%%

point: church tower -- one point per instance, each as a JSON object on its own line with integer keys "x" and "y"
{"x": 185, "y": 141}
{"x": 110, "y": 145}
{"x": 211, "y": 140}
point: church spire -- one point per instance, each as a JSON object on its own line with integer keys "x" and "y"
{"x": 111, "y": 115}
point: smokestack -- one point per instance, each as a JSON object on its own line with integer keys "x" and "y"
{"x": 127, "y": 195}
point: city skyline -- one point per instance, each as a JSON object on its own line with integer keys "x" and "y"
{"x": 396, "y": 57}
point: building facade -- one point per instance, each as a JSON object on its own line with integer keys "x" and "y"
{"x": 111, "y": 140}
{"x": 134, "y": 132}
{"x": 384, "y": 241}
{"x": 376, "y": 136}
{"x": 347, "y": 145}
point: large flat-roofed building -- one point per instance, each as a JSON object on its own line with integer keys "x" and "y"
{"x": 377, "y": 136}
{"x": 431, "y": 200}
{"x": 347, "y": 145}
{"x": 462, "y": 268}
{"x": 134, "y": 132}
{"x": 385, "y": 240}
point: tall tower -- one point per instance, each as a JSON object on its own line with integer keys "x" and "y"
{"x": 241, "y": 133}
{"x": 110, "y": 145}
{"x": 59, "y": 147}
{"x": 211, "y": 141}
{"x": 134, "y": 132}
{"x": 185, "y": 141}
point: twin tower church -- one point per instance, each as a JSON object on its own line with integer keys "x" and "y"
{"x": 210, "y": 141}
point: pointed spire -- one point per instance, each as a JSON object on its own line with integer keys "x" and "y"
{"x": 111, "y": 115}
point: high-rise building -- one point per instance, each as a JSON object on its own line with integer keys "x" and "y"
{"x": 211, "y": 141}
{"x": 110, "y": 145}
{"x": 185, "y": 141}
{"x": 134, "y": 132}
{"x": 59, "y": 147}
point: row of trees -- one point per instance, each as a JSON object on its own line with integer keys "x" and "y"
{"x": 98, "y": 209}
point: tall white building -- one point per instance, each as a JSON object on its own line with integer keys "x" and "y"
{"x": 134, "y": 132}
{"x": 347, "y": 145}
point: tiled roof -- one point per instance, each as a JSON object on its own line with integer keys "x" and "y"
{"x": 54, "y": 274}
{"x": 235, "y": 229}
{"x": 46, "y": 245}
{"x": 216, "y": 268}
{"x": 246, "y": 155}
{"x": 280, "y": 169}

%%

_수행 과제:_ "point: high-rise building"이 들어 있는 줄로 시작하여 자료의 마지막 줄로 끝나는 부분을, 두 끝 줄과 요청 문장을 모두 포함하여 다시 쓰십시오. 이때 답에 있는 모든 좌표값에 96을 더해 옮기십시오.

_작업 결과:_
point: high-rise building -- one point per instance, each as a JSON object on its own line with integer keys "x" and "y"
{"x": 307, "y": 237}
{"x": 206, "y": 241}
{"x": 281, "y": 237}
{"x": 230, "y": 228}
{"x": 155, "y": 243}
point: row of trees -- one point per instance, each as a JSON object on its own line with integer keys "x" and "y"
{"x": 194, "y": 305}
point: tall white building -- one point per instance, each as a JSON object on its own line with integer keys "x" and "y"
{"x": 230, "y": 228}
{"x": 443, "y": 241}
point: tiled roof -- one point per instance, each as a JSON object on its own line with integer keys "x" and "y"
{"x": 150, "y": 370}
{"x": 331, "y": 325}
{"x": 142, "y": 341}
{"x": 312, "y": 364}
{"x": 342, "y": 251}
{"x": 376, "y": 265}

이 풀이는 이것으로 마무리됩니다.